* _What is asked_:
Return every line of the data below that contains the word "background". Case matters.

* _Data listing_:
::::::::::

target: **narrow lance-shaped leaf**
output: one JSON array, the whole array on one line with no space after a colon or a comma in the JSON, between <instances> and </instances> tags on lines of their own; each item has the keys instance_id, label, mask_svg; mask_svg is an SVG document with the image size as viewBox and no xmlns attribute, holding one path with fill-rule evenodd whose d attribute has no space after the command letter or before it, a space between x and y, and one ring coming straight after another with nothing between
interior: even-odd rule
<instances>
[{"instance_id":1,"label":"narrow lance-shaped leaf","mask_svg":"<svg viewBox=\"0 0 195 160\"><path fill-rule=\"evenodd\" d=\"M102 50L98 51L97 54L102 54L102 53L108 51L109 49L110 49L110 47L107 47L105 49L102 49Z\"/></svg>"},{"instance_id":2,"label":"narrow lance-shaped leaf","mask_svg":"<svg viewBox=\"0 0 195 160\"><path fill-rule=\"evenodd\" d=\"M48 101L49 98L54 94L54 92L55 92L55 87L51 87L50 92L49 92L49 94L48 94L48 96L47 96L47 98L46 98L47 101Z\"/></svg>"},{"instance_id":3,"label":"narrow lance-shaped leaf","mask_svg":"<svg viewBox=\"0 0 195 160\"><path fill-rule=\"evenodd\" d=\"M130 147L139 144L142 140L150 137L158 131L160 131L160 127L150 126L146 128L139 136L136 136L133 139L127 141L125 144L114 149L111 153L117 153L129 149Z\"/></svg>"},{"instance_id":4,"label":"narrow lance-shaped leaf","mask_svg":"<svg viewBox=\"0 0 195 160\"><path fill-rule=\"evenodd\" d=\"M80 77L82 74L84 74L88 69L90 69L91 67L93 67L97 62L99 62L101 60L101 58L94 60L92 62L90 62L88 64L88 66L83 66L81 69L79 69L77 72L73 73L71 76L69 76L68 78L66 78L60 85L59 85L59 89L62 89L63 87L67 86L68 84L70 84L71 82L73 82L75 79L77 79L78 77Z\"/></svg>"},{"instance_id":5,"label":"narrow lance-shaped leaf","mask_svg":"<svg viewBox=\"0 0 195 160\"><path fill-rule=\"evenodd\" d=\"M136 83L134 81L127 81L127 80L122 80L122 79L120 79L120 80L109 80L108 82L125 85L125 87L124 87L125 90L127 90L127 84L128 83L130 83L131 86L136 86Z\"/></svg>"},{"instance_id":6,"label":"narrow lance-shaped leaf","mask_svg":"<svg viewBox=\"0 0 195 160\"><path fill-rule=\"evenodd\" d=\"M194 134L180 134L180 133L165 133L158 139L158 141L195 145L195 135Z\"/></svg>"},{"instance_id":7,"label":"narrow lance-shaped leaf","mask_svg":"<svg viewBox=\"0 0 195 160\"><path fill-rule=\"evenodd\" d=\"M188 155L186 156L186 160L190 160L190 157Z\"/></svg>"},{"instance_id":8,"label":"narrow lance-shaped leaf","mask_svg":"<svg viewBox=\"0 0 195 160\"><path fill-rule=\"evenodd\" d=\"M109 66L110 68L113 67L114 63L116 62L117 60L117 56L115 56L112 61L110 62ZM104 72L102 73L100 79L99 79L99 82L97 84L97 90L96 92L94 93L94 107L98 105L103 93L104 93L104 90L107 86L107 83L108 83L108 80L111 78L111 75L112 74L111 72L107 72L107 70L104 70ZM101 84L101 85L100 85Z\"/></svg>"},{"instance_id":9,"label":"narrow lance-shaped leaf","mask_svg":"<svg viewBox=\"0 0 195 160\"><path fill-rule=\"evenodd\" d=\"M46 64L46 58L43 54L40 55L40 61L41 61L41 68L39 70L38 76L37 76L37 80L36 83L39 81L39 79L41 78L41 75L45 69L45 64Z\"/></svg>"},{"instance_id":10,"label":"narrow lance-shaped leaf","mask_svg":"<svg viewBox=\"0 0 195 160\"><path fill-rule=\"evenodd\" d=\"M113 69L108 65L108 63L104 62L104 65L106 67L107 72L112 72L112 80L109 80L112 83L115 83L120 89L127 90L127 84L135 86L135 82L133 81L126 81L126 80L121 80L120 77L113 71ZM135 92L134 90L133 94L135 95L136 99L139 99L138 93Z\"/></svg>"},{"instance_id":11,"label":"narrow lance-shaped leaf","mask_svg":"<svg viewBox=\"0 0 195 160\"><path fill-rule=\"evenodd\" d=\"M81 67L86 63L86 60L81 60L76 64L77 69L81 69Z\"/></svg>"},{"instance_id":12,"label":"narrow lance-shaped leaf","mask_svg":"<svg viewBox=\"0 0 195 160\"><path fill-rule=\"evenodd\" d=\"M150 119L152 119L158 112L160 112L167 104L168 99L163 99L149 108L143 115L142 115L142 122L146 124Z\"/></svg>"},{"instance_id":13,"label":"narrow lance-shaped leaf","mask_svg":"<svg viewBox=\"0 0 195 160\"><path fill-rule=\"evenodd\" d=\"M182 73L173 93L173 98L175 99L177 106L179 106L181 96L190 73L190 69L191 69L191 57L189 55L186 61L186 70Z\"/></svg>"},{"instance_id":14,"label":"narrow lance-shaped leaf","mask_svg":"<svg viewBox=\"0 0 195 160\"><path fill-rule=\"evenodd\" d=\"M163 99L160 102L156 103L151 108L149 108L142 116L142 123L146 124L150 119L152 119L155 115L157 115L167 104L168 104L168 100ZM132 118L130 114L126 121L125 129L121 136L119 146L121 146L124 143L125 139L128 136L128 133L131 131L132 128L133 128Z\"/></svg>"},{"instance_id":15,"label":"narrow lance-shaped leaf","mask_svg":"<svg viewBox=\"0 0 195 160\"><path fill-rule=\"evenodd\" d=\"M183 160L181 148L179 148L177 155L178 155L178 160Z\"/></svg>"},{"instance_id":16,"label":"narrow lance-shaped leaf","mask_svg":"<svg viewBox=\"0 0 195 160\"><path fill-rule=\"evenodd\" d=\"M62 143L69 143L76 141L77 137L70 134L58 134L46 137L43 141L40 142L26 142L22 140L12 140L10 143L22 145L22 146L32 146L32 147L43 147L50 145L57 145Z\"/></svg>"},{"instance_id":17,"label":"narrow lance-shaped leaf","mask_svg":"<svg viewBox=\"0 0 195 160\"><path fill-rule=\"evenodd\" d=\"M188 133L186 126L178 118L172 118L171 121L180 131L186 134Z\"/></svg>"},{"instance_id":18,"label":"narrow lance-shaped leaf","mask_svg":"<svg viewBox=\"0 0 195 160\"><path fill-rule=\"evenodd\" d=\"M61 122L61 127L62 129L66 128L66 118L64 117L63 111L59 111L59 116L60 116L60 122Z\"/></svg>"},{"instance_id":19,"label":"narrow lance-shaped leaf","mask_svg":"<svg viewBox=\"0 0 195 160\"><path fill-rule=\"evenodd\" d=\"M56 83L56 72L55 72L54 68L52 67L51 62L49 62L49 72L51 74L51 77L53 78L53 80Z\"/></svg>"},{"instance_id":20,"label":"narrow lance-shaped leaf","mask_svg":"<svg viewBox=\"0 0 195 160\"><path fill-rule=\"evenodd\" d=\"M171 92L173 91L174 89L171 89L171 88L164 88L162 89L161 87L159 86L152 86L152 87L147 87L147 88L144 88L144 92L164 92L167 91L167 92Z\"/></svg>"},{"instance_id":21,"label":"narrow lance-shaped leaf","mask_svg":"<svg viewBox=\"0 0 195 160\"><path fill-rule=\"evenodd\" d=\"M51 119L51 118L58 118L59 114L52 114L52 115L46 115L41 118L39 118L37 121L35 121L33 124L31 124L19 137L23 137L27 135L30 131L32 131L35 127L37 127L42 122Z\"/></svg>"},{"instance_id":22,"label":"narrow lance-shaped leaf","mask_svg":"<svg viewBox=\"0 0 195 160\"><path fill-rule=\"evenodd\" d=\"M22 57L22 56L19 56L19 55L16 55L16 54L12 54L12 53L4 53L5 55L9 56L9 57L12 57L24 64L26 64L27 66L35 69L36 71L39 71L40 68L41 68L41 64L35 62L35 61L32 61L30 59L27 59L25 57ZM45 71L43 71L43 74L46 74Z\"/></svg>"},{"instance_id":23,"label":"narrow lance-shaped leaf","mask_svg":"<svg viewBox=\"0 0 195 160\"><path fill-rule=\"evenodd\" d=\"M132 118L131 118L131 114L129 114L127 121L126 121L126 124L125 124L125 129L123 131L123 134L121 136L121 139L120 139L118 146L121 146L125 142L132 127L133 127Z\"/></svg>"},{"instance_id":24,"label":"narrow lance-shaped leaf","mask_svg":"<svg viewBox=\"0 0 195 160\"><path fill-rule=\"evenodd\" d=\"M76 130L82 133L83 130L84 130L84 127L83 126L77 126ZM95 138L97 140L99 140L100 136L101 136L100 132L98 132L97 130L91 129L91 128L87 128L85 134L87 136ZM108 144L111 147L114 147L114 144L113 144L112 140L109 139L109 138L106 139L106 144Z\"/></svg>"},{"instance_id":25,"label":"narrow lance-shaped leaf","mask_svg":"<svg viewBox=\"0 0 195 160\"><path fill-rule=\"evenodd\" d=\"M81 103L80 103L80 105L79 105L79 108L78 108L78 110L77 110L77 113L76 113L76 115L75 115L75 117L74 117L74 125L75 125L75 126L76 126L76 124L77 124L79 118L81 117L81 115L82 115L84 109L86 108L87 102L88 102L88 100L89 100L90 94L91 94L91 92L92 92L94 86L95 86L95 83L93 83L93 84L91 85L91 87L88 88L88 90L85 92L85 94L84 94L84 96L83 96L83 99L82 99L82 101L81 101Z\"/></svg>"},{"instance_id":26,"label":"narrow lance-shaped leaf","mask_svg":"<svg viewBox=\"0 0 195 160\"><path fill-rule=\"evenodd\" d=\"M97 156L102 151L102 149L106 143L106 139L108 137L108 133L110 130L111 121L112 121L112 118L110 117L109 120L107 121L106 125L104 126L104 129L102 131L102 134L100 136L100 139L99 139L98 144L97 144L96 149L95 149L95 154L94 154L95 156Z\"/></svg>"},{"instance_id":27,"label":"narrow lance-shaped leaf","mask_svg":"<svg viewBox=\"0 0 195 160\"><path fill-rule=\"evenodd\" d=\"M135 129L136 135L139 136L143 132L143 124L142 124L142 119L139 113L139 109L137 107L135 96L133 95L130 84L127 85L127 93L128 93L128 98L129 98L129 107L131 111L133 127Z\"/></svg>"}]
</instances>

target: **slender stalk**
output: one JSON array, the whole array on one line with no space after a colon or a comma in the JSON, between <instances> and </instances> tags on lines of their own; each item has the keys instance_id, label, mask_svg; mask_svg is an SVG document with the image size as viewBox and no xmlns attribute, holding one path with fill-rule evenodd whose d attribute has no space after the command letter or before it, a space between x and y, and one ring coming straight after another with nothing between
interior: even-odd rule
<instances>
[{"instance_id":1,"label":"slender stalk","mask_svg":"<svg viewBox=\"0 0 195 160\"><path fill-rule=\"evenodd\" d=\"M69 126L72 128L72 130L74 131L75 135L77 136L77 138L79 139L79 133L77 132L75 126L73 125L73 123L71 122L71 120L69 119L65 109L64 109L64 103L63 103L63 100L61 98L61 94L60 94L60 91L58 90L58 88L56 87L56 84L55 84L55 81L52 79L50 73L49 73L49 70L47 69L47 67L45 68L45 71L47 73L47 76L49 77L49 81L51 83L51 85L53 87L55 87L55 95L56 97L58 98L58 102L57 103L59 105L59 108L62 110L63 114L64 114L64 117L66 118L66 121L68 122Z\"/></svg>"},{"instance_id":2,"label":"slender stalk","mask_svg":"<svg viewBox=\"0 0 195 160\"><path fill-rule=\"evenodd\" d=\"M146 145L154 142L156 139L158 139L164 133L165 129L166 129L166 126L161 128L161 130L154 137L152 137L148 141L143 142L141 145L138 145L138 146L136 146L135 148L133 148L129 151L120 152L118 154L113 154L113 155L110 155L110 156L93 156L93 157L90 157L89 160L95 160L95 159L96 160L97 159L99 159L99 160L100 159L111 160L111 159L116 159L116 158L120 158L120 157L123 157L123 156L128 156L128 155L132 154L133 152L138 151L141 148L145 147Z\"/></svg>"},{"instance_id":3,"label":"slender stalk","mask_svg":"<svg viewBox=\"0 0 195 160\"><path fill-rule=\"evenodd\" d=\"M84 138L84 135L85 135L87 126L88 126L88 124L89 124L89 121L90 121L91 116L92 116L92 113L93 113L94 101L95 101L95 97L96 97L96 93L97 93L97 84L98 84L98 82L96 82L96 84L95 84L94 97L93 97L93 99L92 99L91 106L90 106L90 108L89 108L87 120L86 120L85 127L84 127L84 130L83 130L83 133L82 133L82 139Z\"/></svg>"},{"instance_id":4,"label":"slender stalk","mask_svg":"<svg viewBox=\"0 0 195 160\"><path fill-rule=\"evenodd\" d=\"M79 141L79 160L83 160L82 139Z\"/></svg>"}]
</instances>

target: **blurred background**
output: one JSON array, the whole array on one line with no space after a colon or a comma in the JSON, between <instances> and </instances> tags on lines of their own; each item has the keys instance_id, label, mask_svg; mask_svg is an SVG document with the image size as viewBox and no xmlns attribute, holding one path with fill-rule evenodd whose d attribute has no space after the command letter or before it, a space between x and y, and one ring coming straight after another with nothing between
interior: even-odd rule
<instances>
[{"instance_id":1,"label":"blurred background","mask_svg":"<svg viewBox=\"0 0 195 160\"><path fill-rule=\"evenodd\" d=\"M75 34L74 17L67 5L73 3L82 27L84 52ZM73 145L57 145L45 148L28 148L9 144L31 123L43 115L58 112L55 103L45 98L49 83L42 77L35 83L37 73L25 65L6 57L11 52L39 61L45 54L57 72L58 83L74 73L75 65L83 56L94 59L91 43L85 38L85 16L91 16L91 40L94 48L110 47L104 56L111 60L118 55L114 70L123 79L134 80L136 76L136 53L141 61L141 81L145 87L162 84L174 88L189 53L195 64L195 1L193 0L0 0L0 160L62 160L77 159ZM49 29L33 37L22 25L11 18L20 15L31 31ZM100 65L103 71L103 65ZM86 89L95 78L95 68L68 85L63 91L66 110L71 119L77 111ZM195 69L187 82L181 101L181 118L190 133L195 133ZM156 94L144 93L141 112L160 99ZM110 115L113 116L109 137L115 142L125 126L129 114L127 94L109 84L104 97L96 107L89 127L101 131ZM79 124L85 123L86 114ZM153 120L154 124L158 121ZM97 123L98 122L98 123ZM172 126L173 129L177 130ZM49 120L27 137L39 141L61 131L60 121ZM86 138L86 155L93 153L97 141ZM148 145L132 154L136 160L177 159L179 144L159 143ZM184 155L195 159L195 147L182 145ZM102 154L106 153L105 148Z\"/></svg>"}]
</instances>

::::::::::

* _Result_:
target: **blurred background**
[{"instance_id":1,"label":"blurred background","mask_svg":"<svg viewBox=\"0 0 195 160\"><path fill-rule=\"evenodd\" d=\"M75 34L74 17L67 5L73 3L82 27L84 52ZM73 145L57 145L45 148L28 148L9 144L31 123L43 115L58 112L55 103L45 98L49 83L42 77L35 83L37 73L25 65L6 57L11 52L39 61L45 54L57 72L58 83L74 73L75 65L83 56L94 59L91 43L85 38L85 16L91 16L91 40L94 48L110 47L104 56L111 60L118 55L114 70L123 79L134 80L136 76L136 53L141 61L141 81L145 87L162 84L174 88L189 53L195 64L195 1L193 0L0 0L0 160L62 160L77 159ZM49 29L33 37L22 25L11 18L20 15L31 31ZM100 65L103 71L103 65ZM86 89L95 78L95 68L68 85L63 91L66 110L71 119L77 111ZM195 69L187 82L181 101L181 118L190 133L195 133ZM156 94L144 93L141 112L160 99ZM110 115L113 116L109 137L115 142L125 126L129 114L127 94L109 84L104 97L96 107L89 127L101 131ZM79 124L85 123L86 114ZM153 120L154 124L158 121ZM97 123L98 122L98 123ZM172 126L173 129L177 130ZM49 120L27 137L39 141L61 131L60 121ZM86 138L86 155L93 153L97 141ZM148 145L132 154L136 160L177 159L179 144L159 143ZM184 155L195 159L195 147L182 145ZM102 154L106 153L105 148Z\"/></svg>"}]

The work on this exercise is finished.